* **Given task**
Leaving out the pictures, please retype each record exactly.

# # # #

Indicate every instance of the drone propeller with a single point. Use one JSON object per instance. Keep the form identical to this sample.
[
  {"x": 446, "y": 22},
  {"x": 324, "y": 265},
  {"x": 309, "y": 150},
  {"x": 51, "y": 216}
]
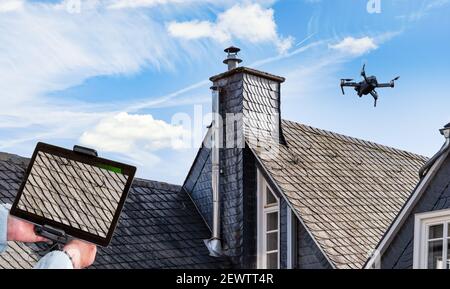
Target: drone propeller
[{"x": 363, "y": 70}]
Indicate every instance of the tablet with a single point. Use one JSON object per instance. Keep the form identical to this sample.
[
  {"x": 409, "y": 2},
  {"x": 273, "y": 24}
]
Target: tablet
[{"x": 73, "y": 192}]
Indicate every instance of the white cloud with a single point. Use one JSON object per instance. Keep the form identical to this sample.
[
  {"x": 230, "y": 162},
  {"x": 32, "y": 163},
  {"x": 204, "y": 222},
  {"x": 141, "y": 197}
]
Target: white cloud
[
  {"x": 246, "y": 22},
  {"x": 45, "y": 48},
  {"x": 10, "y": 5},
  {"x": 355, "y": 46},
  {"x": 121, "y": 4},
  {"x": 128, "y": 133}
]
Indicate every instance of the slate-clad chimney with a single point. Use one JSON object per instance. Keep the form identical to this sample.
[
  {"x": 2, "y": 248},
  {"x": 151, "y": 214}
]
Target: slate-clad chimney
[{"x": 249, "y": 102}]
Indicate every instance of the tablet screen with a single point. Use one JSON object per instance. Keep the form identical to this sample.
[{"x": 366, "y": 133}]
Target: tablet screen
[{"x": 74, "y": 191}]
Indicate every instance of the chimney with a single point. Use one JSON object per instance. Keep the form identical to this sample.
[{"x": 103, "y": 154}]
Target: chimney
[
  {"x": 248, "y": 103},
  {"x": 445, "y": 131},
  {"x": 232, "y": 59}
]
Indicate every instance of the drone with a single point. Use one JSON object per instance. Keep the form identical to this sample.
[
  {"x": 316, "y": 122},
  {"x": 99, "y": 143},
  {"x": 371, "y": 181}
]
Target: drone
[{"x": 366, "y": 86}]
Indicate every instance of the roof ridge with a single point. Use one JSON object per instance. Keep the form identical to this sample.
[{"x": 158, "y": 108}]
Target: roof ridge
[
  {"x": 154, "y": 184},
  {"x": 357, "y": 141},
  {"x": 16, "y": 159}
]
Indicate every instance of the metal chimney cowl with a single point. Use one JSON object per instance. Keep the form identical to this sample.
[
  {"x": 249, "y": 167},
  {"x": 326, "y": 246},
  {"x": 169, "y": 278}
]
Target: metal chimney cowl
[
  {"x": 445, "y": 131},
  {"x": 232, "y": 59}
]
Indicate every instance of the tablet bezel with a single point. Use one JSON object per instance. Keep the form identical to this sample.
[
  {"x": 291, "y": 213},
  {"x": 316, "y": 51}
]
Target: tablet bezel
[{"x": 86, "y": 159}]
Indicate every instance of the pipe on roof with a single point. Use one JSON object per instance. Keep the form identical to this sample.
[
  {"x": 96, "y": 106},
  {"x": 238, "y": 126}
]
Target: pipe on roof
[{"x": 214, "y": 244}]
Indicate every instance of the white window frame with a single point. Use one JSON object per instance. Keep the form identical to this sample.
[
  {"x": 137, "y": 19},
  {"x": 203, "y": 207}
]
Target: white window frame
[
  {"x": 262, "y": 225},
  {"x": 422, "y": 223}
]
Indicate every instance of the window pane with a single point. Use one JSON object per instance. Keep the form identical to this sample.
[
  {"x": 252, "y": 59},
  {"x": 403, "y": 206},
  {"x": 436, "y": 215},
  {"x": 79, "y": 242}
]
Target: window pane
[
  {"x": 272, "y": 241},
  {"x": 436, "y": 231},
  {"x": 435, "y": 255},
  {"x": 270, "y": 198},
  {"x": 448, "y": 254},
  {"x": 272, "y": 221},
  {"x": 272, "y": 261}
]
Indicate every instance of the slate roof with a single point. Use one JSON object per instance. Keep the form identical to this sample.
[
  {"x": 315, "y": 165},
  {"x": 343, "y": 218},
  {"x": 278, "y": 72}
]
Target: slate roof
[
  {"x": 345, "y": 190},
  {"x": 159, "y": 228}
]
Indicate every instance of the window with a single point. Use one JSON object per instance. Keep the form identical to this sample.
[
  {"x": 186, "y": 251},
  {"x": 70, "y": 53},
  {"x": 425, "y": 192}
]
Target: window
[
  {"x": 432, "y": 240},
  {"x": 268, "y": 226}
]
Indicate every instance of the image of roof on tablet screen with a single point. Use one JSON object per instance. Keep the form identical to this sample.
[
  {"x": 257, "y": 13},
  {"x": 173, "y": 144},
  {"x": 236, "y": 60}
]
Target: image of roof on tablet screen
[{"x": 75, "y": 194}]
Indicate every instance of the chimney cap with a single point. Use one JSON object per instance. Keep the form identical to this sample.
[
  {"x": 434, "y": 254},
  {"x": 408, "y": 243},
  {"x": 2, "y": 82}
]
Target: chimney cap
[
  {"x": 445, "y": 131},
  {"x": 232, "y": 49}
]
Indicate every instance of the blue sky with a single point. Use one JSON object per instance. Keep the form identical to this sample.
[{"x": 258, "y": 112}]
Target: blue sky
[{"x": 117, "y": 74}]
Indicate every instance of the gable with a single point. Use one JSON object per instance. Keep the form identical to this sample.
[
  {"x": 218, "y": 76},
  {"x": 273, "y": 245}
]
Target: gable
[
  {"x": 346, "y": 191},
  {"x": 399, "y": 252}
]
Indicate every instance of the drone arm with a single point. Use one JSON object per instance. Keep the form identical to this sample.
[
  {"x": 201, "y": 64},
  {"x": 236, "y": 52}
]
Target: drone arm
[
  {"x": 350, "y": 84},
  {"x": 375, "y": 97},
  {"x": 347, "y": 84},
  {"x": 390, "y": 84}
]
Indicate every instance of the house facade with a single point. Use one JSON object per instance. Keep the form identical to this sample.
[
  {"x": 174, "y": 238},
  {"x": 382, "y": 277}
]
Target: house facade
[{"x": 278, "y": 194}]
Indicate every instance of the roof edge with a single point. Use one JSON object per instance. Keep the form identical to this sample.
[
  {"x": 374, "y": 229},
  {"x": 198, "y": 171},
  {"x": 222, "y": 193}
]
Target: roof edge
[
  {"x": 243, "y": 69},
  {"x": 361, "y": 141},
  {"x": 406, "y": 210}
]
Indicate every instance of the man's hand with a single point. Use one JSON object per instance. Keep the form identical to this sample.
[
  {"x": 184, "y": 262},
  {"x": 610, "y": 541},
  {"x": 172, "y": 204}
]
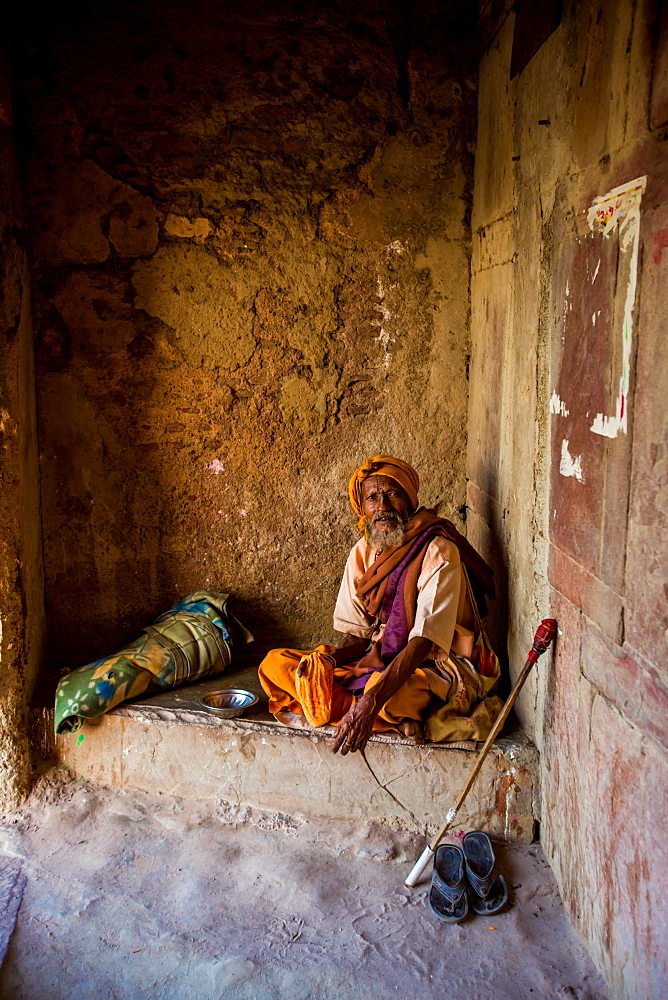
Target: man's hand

# # # #

* **Right answer**
Indicate every instance of the drone propeller with a single point. Use one JSON object per instance. Keep the form identical to this sample.
[
  {"x": 446, "y": 22},
  {"x": 324, "y": 265},
  {"x": 309, "y": 150},
  {"x": 51, "y": 216}
]
Target: drone propeller
[{"x": 363, "y": 70}]
Indicate every instance of the tablet with a single point. Use one JSON object per instance. Keep the form identical to this sample.
[
  {"x": 409, "y": 2},
  {"x": 273, "y": 24}
]
Target: tablet
[{"x": 73, "y": 192}]
Indicate every instance of the white cloud with a single point. Use one JSON object per instance. Keep the form identical to this sample.
[
  {"x": 230, "y": 162},
  {"x": 32, "y": 163},
  {"x": 204, "y": 222},
  {"x": 141, "y": 197}
]
Target: white cloud
[
  {"x": 246, "y": 22},
  {"x": 45, "y": 48},
  {"x": 10, "y": 5},
  {"x": 355, "y": 46},
  {"x": 121, "y": 4},
  {"x": 128, "y": 133}
]
Indicate every instance of the slate-clad chimney with a single point. Use one JSON object per instance. Keep the form identical to this sample.
[
  {"x": 2, "y": 248},
  {"x": 151, "y": 214}
]
Target: slate-clad chimney
[{"x": 249, "y": 102}]
Indicate every instance of the tablet screen with a single point. Use one JSON object per instance. Keep the form identical to this sample.
[{"x": 366, "y": 133}]
Target: tablet screen
[{"x": 74, "y": 191}]
Indicate every instance of the chimney with a single point. Use one JSON object per instance. Keep the form identical to this sample.
[{"x": 103, "y": 154}]
Target: chimney
[
  {"x": 248, "y": 103},
  {"x": 445, "y": 131},
  {"x": 232, "y": 59}
]
Indicate every instance of the drone with a single point. Use one JSON object per instance. Keep the form identical to this sample.
[
  {"x": 316, "y": 122},
  {"x": 99, "y": 143},
  {"x": 371, "y": 181}
]
Target: drone
[{"x": 366, "y": 86}]
Indicate every instance of the roof ridge with a single point. Use one JSON object per instance. Keep the form identical to this sample.
[{"x": 158, "y": 108}]
Target: roof ridge
[
  {"x": 154, "y": 184},
  {"x": 357, "y": 141},
  {"x": 16, "y": 159}
]
Indicate every instance of the metal chimney cowl with a single point. Use one JSON object per instance. Keep the form identical to this sample.
[
  {"x": 249, "y": 167},
  {"x": 326, "y": 246},
  {"x": 169, "y": 278}
]
Target: metal chimney cowl
[
  {"x": 445, "y": 131},
  {"x": 232, "y": 59}
]
Indicate every instance of the tablet bezel with a single point. Use one JSON object per instance. Keep the form identical to this sample.
[
  {"x": 291, "y": 213},
  {"x": 316, "y": 51}
]
Target: tablet bezel
[{"x": 86, "y": 159}]
Indicate every instance of the pipe on roof with a single point. Use one JSON object per instance. Keep the form identical to this sample.
[
  {"x": 96, "y": 106},
  {"x": 238, "y": 126}
]
Target: pipe on roof
[{"x": 214, "y": 244}]
Indicate every instance of the white window frame with a single point. Use one JSON object per instance. Keep the form identical to this sample.
[
  {"x": 137, "y": 19},
  {"x": 203, "y": 207}
]
Target: white window frame
[
  {"x": 262, "y": 225},
  {"x": 422, "y": 223}
]
Indicate every instance of the window pane with a single point. Use one JSON object per instance. Keep the form identical to this sample.
[
  {"x": 252, "y": 59},
  {"x": 403, "y": 206},
  {"x": 436, "y": 215},
  {"x": 79, "y": 242}
]
Target: window pane
[
  {"x": 272, "y": 241},
  {"x": 436, "y": 231},
  {"x": 435, "y": 255},
  {"x": 270, "y": 198},
  {"x": 448, "y": 254},
  {"x": 272, "y": 221},
  {"x": 272, "y": 261}
]
Indicate every instance of the slate roof with a single point. Use one JSON object per instance. Keep the form identical to this sample.
[
  {"x": 315, "y": 165},
  {"x": 343, "y": 218},
  {"x": 278, "y": 72}
]
Target: slate roof
[
  {"x": 345, "y": 190},
  {"x": 159, "y": 228}
]
Indicate every instance of the window with a single point. Use one JSON object per instance. Keep the form identical to this sample.
[
  {"x": 186, "y": 251},
  {"x": 70, "y": 53},
  {"x": 425, "y": 192}
]
Target: window
[
  {"x": 432, "y": 240},
  {"x": 268, "y": 226}
]
Indicate every instance of the image of roof on tablet screen with a single point. Use one JSON object per instance. Keep the form identical to this sample.
[
  {"x": 257, "y": 13},
  {"x": 173, "y": 144},
  {"x": 236, "y": 60}
]
Target: image of roof on tablet screen
[{"x": 75, "y": 194}]
Indicate every instance of the chimney cap with a single point. Use one JSON object per instance. Keep the form identical to this sample.
[
  {"x": 434, "y": 254},
  {"x": 408, "y": 243},
  {"x": 2, "y": 82}
]
Target: chimney cap
[
  {"x": 445, "y": 131},
  {"x": 232, "y": 49}
]
Indicate every instance of the blue sky with a single point. Use one JSON object per instance. Keep the form identical to this sample.
[{"x": 258, "y": 112}]
Target: blue sky
[{"x": 117, "y": 74}]
Indicate every instance of the gable with a single point. Use one JSON object per instance. Keep the form identical to this sample.
[
  {"x": 218, "y": 76},
  {"x": 273, "y": 245}
]
Target: gable
[
  {"x": 346, "y": 191},
  {"x": 399, "y": 252}
]
Indicate every instance of the drone arm with a single point. Use one JSON object per instance. Keep the form identical to this sample.
[
  {"x": 201, "y": 64},
  {"x": 236, "y": 52}
]
Target: drone arm
[
  {"x": 350, "y": 84},
  {"x": 375, "y": 97},
  {"x": 347, "y": 84},
  {"x": 390, "y": 84}
]
Indicate every instance of the house facade with a single point. Use one JSON object per instance. Keep the form identical to this sample.
[
  {"x": 174, "y": 238},
  {"x": 382, "y": 277}
]
Target: house facade
[{"x": 278, "y": 194}]
Indicate every instance of the roof edge with a single point. Use one JSON object per instance. Keep the form identical to this sample.
[
  {"x": 374, "y": 229},
  {"x": 198, "y": 171},
  {"x": 222, "y": 193}
]
Target: roof edge
[
  {"x": 243, "y": 69},
  {"x": 361, "y": 141},
  {"x": 406, "y": 210}
]
Indicate every instance of the man's hand with a single point. Use one JSON object per instance. Keep the form identical to this sample.
[
  {"x": 184, "y": 262},
  {"x": 610, "y": 541},
  {"x": 172, "y": 204}
]
Target: man's hand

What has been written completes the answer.